:: SELECTED PASSAGE
Figure 4. Tropomyosin RNAi Causes Expansion of the Lamellipod at the Expense of the Lamellum

(A) Normalized average-fluorescence-intensity line scan of GFP fluorescence taken from a representative movie of a cTm-depleted S2 cell expressing GFP-actin, GFP-p16, or GFP-CPA and displayed as a function of distance from the cell edge. (B) Line histogram showing distance traveled by GFP-actin, GFP-p16, and GFP-CPA speckles originating in the LP. Speckles used in this histogram are shown as green circles in each of the scatter plots in (C). (C) Scatter plots were created as described in Figure 2C. Tropomyosin-depleted cells expressing (from top to bottom) GFP-actin, GFP-p16, and GFP-CPA were analyzed. (D) Probability density functions were created as described in Figure 2D. Tropomyosin-depleted cells expressing (from top to bottom) actin, p16, or CPA were analyzed.

Figure 5. Cofilin RNAi Causes Decreased Velocities and Lamellipodial Expansion

(A) Line histogram showing the distance traveled by GFP-actin, GFP-p16, and GFP-CPA speckles originating in the LP in cofilin-depleted cells. Speckles used in this histogram are shown as green circles in each of the scatter plots in (B). (B) Scatter plots were created as described in Figure 2C. Cofilin-depleted cells expressing (from top to bottom) GFP-actin,GFP-p16, or GFP-CPA were analyzed. (C) Probability density functions were created as described in Figure 2D. Cofilin-depleted cells expressing (from top to bottom) actin, p16, or CPA were analyzed.
::::
# REQUIRED ACTIONS:
1. Rewrite the paragraph of the figure legends that begins "(A) Line histogram showing the distance traveled" as a short list, one item per panel, keeping its main facts.
2. Write a continuation of the figure legends on tropomyosin and cofilin RNAi, starting after their final sentence.
The entries after the figure legends are separate material.
:: DATA
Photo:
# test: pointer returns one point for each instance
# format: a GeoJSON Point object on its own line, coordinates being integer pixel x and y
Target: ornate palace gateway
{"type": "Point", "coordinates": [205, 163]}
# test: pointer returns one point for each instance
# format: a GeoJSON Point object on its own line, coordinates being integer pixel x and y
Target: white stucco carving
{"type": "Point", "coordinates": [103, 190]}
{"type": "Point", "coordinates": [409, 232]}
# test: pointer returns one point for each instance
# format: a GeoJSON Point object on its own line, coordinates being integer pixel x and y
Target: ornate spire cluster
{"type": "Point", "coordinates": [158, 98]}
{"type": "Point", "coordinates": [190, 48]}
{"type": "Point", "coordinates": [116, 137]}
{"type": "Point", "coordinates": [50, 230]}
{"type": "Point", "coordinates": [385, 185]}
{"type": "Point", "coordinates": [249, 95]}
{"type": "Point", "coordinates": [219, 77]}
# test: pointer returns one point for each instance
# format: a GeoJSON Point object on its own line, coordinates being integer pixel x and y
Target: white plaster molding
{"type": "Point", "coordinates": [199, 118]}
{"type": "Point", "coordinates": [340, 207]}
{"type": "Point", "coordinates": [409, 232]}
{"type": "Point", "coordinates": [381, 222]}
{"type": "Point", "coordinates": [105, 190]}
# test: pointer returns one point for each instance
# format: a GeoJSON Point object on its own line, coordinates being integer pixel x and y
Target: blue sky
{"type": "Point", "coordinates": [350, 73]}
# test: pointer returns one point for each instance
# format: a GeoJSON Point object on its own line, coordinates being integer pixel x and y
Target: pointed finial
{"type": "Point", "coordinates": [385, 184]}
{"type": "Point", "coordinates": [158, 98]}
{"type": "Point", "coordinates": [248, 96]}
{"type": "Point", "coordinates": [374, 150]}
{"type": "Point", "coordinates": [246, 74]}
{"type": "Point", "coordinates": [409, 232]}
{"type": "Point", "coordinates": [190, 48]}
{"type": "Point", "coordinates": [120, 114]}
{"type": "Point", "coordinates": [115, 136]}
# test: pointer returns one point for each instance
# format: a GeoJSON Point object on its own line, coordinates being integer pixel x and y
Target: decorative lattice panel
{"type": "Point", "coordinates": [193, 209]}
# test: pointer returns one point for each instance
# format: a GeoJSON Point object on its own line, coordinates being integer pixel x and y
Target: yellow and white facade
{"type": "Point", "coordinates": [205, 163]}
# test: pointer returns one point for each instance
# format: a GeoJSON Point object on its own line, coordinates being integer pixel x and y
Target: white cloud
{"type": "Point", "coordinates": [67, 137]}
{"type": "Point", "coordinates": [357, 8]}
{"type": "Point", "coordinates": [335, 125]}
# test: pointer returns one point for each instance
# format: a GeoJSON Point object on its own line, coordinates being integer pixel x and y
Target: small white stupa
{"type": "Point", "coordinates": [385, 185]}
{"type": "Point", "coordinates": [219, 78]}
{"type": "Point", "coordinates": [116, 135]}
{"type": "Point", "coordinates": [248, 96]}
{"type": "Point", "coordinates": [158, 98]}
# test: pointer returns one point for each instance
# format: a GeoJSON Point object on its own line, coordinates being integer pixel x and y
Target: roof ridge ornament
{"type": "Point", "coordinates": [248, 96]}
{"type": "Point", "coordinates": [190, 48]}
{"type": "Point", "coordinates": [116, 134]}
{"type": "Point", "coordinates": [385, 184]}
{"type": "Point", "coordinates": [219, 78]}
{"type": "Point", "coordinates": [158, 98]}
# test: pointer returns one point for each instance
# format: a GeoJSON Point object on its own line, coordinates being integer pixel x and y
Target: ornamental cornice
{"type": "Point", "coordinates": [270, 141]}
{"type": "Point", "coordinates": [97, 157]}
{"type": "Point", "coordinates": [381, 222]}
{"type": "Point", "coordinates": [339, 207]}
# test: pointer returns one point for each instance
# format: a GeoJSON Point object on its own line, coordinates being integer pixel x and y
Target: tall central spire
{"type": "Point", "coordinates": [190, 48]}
::::
# WRITTEN RESPONSES:
1.
- (A): a line histogram of the distance traveled by GFP-actin, GFP-p16, and GFP-CPA speckles that originate in the LP of cofilin-depleted cells. These speckles appear as green circles in the scatter plots in (B).
- (B): scatter plots made as described in Figure 2C, from cofilin-depleted cells expressing GFP-actin, GFP-p16, or GFP-CPA.
- (C): probability density functions made as described in Figure 2D, from cofilin-depleted cells expressing actin, p16, or CPA.

2.
Figure 6. Depletion of Capping Protein Abolishes the Lamellipod but has Little Effect on Lamellar Dynamics

(A) Line histogram showing the distance traveled by GFP-actin and GFP-p16 speckles originating in the LP in CPA-depleted cells. Speckles used in this histogram are shown as green circles in each of the scatter plots in (C). (B) S2 cells were fixed and F-actin and visualized with Alexa488 phalloidin. Left: untreated cell. Right: CPA-depleted cell. (C) Scatter plots were created as described in Figure 2C. Capping-protein-depleted cells expressing (from top to bottom) GFP-actin, GFP-p16, and GFP-cTm were analyzed. (D) Probability density functions (PDF) were created as described in Figure 2D. Capping protein depleted cells expressing (from top to bottom) GFP-actin, GFP-p16 or GFP-cTm were analyzed.

Figure 7. Schematic Model of Actin and Actin-Regulatory Proteins at the Leading Edge

Arp2/3 (green circles), capping protein (red circles), cofilin (yellow triangles), and actin (white lines) build lamellipodial actin networks (green area), whereas tropomyosin (blue “S” shapes) is associated with lamellar actin networks (blue area). A capping decrease due to depletion of capping protein leads to the collapse of the lamellipod and expansion of the lamellum. A disassembly decrease due to cofilin, slingshot, twinfilin, or tropomyosin depletion leads to the expansion of the lamellipod at the expense of the lamellum.